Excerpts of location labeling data
────────────────

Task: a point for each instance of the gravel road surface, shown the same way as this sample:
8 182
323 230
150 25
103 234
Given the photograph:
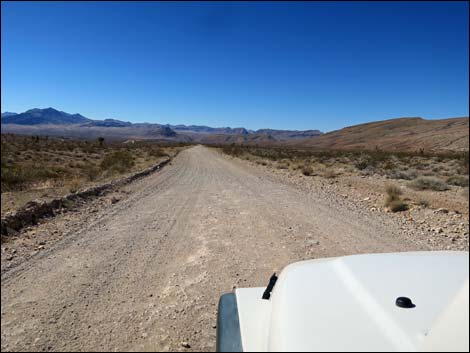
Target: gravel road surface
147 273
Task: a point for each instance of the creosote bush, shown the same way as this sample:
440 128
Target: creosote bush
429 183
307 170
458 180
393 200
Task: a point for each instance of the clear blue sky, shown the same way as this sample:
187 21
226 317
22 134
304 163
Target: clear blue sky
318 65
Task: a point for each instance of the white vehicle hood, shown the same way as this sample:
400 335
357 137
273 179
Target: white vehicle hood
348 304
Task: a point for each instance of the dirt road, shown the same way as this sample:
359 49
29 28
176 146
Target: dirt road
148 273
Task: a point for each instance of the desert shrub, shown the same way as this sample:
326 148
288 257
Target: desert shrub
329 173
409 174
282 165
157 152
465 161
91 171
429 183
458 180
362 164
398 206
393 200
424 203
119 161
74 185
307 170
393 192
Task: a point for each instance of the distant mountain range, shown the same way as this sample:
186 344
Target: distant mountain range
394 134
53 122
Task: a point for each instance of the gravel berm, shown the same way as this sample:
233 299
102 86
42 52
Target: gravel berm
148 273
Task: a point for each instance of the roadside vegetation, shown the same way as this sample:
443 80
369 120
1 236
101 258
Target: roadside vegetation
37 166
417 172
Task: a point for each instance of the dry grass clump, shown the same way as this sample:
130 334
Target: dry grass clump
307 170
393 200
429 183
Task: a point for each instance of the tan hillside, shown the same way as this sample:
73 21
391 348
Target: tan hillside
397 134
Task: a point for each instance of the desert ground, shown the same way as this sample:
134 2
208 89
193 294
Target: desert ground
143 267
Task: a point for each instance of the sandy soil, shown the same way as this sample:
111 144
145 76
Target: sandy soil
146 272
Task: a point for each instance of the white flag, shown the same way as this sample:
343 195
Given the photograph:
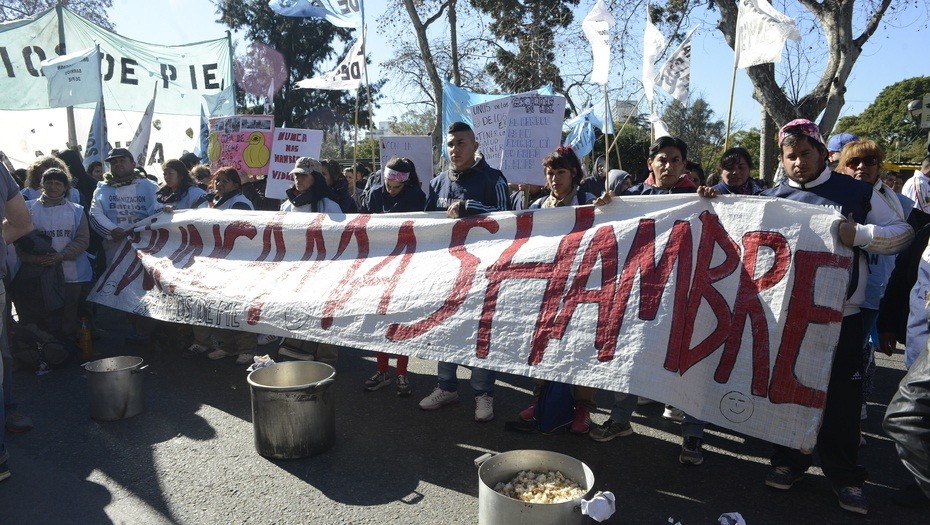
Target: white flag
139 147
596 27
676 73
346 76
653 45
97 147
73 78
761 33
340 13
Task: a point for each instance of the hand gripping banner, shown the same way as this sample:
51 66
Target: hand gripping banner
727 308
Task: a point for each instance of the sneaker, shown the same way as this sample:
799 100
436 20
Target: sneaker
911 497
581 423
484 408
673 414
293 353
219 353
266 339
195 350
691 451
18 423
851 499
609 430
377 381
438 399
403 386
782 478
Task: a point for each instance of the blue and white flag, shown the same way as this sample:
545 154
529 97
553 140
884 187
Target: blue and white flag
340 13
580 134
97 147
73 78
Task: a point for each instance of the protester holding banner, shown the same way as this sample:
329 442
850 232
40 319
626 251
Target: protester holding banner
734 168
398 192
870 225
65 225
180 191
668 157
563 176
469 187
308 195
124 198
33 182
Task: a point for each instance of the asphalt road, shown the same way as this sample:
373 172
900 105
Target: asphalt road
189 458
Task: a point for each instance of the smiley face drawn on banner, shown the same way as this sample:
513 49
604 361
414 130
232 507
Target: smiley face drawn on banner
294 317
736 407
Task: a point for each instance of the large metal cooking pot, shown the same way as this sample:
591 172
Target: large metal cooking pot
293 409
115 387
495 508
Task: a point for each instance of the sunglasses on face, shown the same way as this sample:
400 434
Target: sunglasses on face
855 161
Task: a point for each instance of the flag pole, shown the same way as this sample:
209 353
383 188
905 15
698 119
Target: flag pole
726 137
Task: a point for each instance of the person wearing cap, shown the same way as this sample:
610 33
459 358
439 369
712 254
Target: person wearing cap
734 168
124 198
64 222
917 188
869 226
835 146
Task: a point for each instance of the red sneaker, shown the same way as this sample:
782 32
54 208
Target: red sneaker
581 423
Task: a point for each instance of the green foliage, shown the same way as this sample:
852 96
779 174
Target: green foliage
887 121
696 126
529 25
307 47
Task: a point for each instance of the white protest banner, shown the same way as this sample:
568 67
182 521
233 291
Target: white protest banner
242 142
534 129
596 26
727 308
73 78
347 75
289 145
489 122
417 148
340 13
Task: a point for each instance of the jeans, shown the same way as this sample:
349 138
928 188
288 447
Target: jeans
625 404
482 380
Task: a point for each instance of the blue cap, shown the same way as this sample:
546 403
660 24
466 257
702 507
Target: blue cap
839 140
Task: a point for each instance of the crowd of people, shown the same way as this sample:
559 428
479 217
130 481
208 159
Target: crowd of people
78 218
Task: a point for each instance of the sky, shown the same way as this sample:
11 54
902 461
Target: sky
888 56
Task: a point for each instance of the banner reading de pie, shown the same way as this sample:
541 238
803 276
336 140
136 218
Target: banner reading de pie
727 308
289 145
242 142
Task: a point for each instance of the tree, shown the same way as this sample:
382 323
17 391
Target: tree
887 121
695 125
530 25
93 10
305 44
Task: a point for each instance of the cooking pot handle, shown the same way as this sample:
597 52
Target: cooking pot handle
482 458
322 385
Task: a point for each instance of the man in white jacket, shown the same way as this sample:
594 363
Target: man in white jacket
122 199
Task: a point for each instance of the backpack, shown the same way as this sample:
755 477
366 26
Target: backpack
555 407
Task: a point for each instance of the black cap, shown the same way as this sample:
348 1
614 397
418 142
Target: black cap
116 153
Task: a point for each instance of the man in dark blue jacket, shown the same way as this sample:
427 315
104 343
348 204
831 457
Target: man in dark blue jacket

────────────────

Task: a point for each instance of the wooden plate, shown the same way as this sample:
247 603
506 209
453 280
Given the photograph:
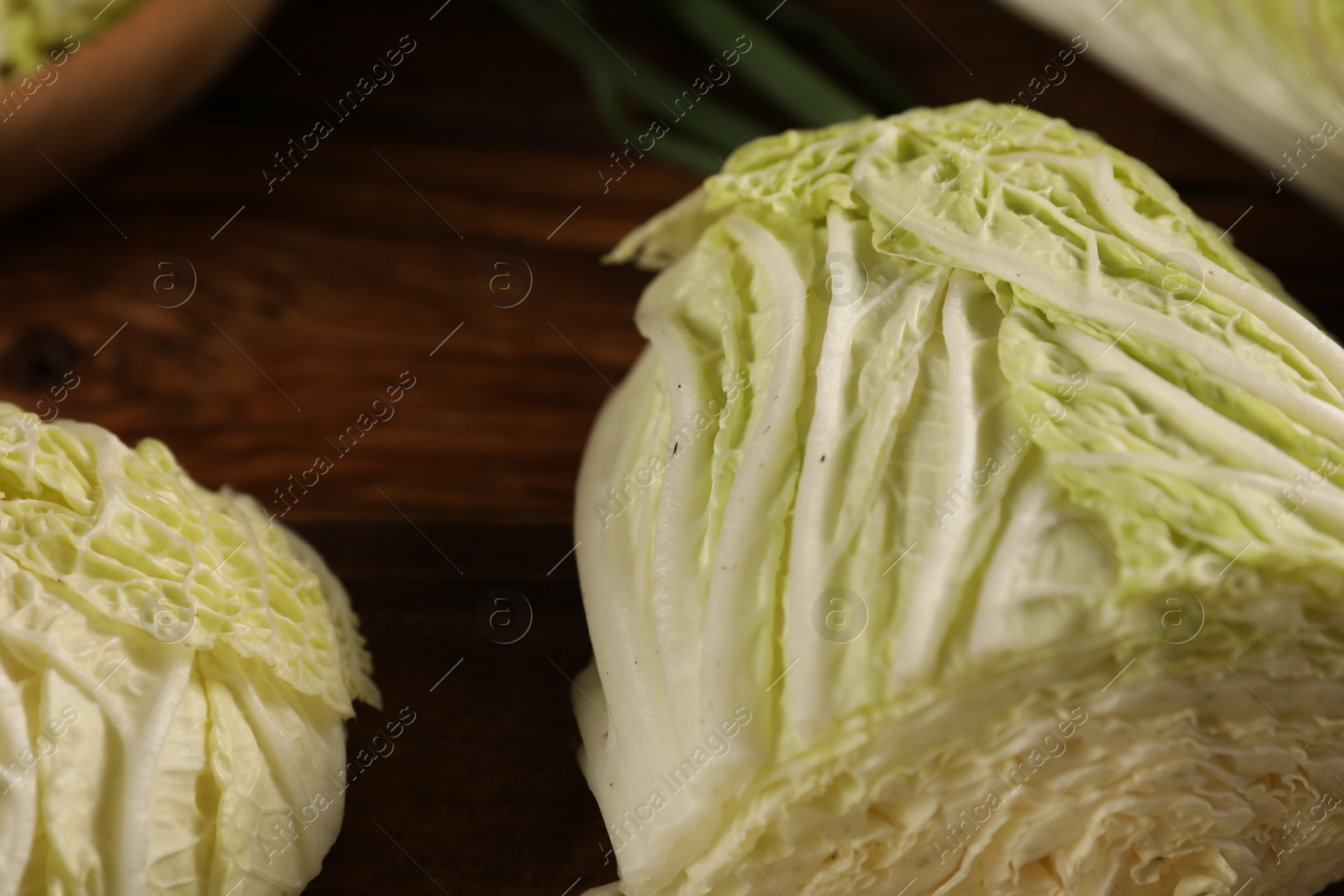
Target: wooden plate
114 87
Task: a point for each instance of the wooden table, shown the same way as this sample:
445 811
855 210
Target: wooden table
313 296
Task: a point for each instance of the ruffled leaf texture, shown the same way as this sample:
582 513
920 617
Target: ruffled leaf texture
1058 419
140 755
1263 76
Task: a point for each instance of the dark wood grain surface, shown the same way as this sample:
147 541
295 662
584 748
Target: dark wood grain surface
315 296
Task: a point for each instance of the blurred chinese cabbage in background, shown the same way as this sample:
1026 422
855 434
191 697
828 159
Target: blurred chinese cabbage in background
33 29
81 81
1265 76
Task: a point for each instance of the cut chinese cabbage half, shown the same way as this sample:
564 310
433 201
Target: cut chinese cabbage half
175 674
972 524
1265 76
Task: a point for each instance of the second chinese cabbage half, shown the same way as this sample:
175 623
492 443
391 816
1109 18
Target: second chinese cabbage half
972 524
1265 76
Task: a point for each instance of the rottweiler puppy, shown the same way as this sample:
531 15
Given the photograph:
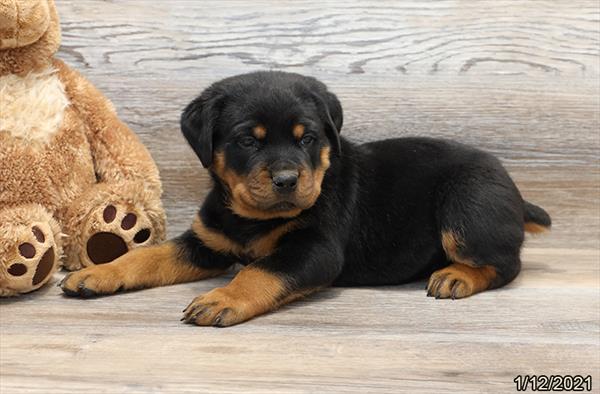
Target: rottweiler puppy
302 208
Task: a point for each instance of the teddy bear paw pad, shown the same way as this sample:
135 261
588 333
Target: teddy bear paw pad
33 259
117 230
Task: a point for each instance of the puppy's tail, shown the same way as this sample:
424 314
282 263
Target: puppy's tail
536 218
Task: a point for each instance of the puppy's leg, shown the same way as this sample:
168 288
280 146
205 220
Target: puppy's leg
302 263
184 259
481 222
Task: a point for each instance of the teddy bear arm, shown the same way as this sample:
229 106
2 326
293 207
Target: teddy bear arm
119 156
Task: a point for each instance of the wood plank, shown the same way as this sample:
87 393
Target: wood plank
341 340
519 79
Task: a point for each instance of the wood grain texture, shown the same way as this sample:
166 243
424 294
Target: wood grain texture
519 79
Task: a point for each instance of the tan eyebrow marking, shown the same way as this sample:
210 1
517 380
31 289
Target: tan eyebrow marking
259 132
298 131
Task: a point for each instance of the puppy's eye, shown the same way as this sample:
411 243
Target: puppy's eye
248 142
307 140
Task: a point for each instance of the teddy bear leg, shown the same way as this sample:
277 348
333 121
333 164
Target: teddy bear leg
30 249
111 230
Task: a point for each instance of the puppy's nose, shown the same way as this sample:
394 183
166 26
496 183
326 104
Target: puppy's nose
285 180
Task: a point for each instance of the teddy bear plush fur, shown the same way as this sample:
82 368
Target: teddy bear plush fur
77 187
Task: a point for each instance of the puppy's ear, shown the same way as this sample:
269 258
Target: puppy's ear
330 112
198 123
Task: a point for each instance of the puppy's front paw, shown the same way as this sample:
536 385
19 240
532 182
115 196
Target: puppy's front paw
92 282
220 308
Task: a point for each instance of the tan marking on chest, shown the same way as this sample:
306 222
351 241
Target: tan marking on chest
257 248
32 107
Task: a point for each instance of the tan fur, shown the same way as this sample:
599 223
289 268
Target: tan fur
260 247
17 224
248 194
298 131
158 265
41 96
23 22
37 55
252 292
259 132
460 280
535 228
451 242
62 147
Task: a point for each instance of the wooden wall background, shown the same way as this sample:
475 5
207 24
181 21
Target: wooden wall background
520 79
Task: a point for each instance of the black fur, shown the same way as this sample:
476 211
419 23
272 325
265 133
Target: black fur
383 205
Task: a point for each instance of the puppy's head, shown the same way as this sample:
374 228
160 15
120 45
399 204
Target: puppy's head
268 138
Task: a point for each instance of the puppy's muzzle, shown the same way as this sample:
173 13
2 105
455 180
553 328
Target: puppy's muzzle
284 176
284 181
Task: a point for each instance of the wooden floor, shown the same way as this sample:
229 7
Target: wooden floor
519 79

────────────────

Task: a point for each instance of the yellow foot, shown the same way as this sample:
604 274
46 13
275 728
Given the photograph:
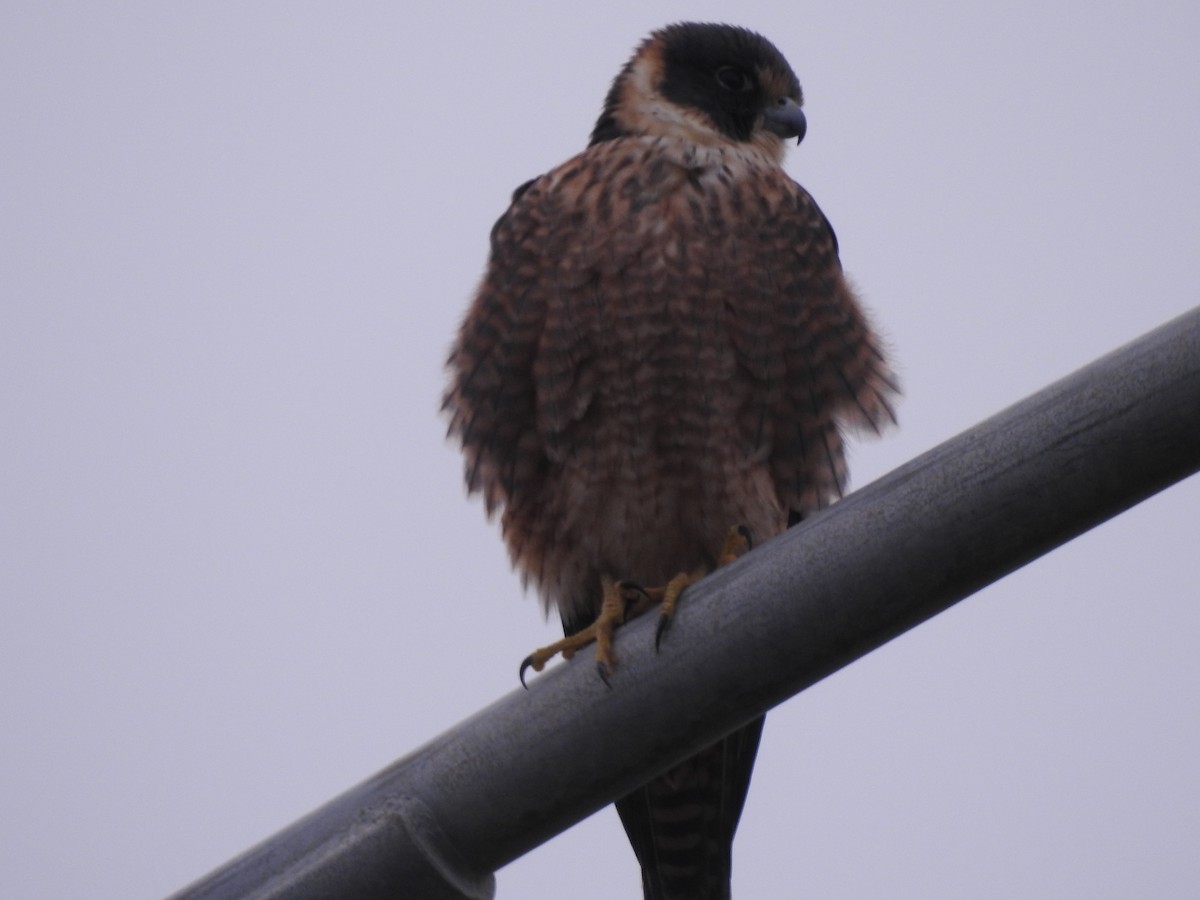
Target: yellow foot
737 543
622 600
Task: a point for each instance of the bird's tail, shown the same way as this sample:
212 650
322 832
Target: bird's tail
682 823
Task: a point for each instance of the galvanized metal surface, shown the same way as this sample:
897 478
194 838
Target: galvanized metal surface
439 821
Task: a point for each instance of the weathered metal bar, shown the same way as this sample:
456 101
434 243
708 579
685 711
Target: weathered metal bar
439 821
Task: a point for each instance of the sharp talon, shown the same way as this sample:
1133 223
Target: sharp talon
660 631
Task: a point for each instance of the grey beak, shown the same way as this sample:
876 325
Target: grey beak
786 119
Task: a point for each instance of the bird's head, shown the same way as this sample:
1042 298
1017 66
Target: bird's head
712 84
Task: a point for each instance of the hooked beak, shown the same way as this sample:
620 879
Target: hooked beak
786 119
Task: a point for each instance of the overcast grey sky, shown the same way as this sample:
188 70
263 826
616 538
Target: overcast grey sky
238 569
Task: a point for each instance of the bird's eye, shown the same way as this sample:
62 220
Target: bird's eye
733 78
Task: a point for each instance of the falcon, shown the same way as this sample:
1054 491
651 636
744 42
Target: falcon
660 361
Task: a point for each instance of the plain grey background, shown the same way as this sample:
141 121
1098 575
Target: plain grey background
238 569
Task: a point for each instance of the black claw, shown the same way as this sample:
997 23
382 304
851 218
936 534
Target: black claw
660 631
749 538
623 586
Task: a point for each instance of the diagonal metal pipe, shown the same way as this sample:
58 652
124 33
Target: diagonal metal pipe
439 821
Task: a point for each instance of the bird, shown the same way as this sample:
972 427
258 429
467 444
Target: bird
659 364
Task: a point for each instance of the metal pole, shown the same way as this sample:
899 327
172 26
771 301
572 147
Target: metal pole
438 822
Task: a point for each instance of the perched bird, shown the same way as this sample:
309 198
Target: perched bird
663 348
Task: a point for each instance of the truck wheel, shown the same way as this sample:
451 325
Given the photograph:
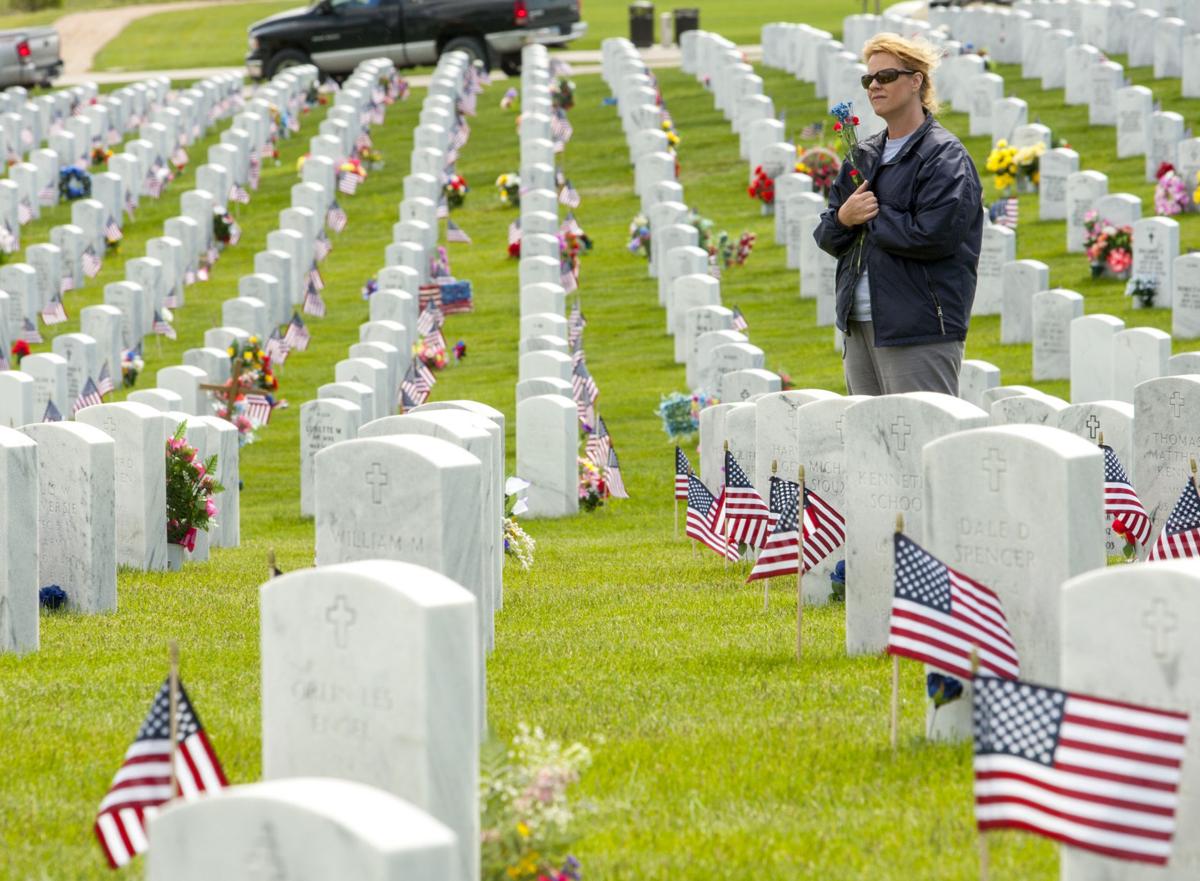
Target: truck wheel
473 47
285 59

────────────────

- SET TASK -
Please show every line of the data above that contains the word "foot". Case counts, so match uppercase and lowercase letters precisely.

- TASK SOLUTION -
Task: a point for each instance of the yellow foot, shown the same way as this sample:
Target: yellow foot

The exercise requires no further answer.